§ Text section
# # # # #
INTRODUCTION
Resistance exercise is known to have beneficial effects in the musculoskeletal system and widely recommended for preventive and rehabilitative programs of physical activity by major professional health organizations1. Resistance exercise incorporates a combination of concentric, eccentric, and isometric muscle contractions. Eccentric exercise is a more effective method in improving muscle strength2 and often used by athletes and other individuals.
Eccentric exercise is associated with increased oxidative stress and inflammation3-5, both of which impair endothelial function6. Endothelial function is commonly evaluated by brachial artery flow-mediated dilation (FMD)7,8. Recently, we observed decreased FMD in sedentary subjects performing eccentric exercise9, as well as in those performing other types of resistance exercise10,11. Decreased FMD is an early hallmark of cardiovascular disease and a strong predictor of future cardiovascular events12. Therefore, despite the favorable effects of eccentric exercise in the musculoskeletal system, interventions are necessary to attenuate a decrease in endothelial function following eccentric exercise.
Curcumin, a commonly used spice and a yellow pigment in food, is a major active component of turmeric. Curcumin has potent antioxidant and anti-inflammatory properties13. A previous study from our laboratory and other studies have shown that chronic curcumin consumption in humans protects against vascular endothelial dysfunction14,15. However, these studies were limited to chronic effects of curcumin on endothelial function in postmenopausal older women or young healthy subjects. No known studies have assessed whether acute curcumin supplementation can improve the decrease in endothelial function induced by eccentric exercise. Therefore, the present study aimed to examine whether acute curcumin supplementation would attenuate a decrease in eccentric exercise-induced endothelial function in healthy young men. We hypothesized that acute curcumin supplementation would result in a protective effect against the decrease in endothelial function following eccentric exercise.
METHODS
Subjects
Fourteen healthy young men (age, 21-29 years) volunteered to participate in this study. All subjects had not been involved in any regular resistance training at least 1 year before this study. They were normotensive and nonobese, and none exhibited signs or symptoms or had a history of any chronic diseases. Furthermore, all subjects were non-smokers, and none of them were using any medications, anabolic steroids, or antioxidant-containing dietary supplements during the study. The subjects were assigned to a group that performed eccentric exercise, in which they consumed either a placebo (n = 8) or curcumin (n = 6) before performing eccentric exercise. The present study was approved by the Ethical Committee of the University of Tsukuba. This study conformed to the principles outlined in the Declaration of Helsinki, and all subjects provided written informed consent before participation in this study.
# # # # #
§ Information
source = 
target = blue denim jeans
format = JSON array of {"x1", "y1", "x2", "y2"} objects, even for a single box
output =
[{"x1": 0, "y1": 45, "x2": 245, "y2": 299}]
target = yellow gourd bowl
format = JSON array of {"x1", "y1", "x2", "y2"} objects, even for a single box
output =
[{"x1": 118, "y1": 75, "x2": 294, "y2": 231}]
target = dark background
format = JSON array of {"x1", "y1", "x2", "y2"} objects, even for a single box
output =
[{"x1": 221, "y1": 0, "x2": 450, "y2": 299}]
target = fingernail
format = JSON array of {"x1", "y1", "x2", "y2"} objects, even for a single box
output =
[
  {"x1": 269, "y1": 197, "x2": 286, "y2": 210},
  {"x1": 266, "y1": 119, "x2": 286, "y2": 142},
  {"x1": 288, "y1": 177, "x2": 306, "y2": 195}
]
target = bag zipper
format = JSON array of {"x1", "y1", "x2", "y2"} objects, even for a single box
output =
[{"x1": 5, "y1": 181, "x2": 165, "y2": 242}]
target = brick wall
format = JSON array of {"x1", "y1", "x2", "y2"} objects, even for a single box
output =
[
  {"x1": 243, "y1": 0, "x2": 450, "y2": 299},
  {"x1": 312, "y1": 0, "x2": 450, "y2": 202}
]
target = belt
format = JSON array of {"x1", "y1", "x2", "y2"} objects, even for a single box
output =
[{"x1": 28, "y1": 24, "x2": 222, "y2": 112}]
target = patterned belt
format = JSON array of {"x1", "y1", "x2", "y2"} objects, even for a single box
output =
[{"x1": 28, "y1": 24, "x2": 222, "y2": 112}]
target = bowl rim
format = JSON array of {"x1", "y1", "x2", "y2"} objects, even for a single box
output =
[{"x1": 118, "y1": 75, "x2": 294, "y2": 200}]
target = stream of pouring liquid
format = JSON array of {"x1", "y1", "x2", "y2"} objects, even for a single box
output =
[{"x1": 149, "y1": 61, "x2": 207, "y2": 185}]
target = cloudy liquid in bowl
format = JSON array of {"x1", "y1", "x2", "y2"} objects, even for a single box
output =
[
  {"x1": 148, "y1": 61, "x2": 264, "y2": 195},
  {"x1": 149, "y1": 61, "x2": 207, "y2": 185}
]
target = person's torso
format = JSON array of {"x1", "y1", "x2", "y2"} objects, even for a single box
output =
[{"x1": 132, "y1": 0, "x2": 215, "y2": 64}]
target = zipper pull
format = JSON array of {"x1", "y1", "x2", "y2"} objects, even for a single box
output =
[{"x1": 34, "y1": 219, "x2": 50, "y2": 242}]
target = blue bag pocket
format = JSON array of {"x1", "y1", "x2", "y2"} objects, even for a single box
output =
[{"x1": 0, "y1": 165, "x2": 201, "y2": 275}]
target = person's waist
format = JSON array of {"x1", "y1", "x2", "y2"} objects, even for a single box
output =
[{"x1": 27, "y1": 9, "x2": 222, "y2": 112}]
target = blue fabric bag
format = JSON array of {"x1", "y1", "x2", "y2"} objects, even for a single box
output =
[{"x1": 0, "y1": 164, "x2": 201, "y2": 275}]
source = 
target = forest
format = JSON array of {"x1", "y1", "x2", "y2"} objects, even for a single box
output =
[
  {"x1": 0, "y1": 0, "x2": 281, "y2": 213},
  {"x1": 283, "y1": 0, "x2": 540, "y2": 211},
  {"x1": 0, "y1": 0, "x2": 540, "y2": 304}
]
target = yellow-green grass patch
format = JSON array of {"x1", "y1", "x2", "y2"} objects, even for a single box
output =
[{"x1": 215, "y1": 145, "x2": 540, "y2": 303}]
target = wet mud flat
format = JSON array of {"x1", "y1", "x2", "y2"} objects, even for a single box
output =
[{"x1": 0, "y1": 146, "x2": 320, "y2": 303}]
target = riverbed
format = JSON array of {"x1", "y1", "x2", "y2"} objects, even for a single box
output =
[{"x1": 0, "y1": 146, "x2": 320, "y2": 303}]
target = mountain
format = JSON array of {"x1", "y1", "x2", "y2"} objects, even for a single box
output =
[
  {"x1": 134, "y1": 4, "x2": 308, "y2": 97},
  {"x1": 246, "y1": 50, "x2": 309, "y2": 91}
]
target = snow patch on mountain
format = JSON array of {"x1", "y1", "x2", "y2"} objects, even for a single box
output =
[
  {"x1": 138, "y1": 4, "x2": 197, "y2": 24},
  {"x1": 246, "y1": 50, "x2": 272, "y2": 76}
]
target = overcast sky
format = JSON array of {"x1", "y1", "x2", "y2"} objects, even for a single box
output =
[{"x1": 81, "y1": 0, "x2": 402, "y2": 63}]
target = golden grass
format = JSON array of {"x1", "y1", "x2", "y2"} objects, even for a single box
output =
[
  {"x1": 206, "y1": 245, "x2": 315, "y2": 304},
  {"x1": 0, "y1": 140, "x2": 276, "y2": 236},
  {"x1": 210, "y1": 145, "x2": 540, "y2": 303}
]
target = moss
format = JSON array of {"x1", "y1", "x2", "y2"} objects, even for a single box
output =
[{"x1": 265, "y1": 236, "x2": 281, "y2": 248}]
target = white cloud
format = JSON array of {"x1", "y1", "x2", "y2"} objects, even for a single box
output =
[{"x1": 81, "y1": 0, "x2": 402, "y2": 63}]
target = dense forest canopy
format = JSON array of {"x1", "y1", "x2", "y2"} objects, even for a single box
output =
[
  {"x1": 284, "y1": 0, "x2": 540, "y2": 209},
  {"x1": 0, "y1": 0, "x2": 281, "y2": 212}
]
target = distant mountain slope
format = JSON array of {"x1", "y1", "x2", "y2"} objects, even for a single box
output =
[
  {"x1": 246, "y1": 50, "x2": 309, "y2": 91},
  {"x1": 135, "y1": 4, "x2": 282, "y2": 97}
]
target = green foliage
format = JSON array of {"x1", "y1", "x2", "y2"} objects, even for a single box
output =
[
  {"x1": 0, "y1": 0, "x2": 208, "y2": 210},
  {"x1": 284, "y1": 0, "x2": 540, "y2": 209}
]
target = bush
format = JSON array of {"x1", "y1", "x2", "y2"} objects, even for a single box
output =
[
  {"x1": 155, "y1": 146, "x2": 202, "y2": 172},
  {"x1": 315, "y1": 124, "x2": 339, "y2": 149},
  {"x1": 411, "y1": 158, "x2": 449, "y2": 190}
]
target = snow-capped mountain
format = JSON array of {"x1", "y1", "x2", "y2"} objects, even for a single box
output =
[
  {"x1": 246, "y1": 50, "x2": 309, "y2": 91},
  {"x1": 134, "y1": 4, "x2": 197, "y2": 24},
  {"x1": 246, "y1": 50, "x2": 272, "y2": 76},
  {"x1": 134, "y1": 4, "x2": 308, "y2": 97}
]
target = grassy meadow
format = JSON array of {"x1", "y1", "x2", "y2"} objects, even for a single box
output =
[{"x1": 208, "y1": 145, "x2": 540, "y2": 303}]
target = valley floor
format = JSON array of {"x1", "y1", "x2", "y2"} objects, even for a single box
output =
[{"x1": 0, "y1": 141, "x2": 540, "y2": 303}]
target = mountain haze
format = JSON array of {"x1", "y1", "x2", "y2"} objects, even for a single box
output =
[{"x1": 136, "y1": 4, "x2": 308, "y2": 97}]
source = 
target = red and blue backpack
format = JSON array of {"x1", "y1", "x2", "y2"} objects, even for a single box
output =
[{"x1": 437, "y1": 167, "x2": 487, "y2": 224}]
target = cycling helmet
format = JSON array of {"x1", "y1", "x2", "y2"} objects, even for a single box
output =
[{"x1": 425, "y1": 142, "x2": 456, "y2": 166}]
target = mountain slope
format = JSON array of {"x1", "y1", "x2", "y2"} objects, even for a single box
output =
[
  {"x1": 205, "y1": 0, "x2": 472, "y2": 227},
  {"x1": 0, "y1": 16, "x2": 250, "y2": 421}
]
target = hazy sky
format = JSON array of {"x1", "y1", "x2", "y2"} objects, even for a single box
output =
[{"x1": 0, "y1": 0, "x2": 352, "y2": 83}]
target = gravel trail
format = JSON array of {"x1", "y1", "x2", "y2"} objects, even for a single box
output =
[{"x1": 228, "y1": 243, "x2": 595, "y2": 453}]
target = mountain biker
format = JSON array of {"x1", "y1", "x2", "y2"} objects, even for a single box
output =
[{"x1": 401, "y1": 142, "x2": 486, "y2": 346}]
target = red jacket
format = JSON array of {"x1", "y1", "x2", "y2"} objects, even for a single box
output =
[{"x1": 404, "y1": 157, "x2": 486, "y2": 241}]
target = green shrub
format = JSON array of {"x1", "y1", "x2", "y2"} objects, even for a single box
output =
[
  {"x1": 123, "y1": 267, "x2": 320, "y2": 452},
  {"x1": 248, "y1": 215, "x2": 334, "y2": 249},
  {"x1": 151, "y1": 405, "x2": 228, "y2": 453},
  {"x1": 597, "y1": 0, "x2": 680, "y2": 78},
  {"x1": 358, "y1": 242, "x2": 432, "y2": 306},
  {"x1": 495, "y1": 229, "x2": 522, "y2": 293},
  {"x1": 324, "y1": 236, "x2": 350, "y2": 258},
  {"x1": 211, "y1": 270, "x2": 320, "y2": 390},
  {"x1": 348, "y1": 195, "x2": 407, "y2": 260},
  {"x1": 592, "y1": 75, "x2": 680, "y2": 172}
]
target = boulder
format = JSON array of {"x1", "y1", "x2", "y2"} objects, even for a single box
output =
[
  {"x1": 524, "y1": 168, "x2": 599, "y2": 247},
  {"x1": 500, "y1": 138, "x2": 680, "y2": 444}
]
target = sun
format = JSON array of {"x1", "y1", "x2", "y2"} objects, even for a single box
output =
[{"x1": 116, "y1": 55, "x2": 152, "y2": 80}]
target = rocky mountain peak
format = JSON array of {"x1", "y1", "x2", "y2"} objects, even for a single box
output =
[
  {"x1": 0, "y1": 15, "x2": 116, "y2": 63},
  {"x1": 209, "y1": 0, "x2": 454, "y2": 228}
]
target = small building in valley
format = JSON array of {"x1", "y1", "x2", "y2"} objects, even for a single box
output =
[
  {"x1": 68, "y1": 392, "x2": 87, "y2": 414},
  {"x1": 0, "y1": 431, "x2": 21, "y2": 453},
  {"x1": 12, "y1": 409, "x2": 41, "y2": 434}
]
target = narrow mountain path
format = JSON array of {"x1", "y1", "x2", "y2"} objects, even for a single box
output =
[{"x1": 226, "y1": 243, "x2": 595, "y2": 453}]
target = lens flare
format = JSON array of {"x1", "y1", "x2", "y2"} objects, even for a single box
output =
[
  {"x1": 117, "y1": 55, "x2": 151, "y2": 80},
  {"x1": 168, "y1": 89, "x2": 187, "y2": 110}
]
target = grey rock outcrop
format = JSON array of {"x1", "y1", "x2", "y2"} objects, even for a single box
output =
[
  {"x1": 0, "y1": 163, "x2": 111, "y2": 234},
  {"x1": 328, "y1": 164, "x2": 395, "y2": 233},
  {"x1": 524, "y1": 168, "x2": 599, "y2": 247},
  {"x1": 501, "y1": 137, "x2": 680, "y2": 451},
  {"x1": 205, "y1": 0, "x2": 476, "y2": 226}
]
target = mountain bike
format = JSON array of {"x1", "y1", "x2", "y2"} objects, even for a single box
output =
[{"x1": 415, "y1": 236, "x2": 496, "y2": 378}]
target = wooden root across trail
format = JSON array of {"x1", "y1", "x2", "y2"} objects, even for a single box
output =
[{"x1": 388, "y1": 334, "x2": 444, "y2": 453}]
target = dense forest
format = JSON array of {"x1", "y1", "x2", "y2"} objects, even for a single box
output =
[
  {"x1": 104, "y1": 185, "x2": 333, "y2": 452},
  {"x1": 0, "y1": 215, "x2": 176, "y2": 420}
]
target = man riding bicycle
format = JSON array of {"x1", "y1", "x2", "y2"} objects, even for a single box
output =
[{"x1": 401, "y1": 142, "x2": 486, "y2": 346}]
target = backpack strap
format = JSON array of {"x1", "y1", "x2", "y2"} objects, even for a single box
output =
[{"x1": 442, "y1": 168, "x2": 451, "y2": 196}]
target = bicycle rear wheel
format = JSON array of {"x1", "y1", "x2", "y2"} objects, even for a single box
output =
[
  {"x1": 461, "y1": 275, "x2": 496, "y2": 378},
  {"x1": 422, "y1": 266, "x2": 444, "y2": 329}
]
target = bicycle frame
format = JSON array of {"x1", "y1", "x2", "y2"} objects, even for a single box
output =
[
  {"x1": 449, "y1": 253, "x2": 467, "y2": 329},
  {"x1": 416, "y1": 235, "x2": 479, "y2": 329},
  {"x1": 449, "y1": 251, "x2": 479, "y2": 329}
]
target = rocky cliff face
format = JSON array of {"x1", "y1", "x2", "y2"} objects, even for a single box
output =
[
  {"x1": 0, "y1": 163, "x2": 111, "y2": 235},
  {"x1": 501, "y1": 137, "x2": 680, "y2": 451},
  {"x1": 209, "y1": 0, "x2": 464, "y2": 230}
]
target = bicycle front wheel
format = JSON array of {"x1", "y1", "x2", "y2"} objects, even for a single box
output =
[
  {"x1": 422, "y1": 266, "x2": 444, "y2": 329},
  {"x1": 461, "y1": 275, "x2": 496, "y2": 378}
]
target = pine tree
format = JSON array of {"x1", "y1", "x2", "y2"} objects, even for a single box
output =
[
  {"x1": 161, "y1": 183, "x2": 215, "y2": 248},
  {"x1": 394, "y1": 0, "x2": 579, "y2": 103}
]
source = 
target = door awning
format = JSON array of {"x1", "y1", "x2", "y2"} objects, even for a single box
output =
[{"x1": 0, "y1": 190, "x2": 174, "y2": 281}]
# # # # #
§ Your task
Write the next part of the study on curcumin and endothelial function after eccentric exercise, starting right after its last sentence.

§ Response for this exercise
Experimental protocol
Before the experiment, the subjects refrained from alcohol and caffeine intake for at least 12 h and intense physical activity (exercise) for at least 72 h to rule out any possible acute effect. On the day of the experiment, the subjects rested in the supine position for a minimum of 15 min in a quiet, temperature-controlled room (25°C-26°C). With the subject in the supine position, resting brachial blood pressure, heart rate, and brachial endothelial function were measured. In the sitting position, blood sampling was performed to determine metabolic risk factors. After these measurements, the subjects ingested either 150 mg curcumin in a pill form or 150 mg placebo in an identical pill form. Subsequently, each subject performed eccentric exercise using their nondominant elbow. The pre-exercise measurements (brachial blood pressure, heart rate, and brachial endothelial function) were repeated 60 min after exercise.
Supplementation
The curcumin group orally ingested six capsules of 25 mg curcumin (150 mg), which consists of highly absorptive curcumin dispersed with colloidal nanoparticles (Theracurmin; Theravalues Corporation, Tokyo, Japan). Similarly, the placebo group ingested six placebo capsules, which were similar in shape and color and contained equivalent does of starch (dextrin and maltose). A previous study has shown that the plasma concentrations of curcumin increased 1-2 h after ingestion16. Therefore, the participants in this study were provided curcumin or placebo capsules 1 h before exercise.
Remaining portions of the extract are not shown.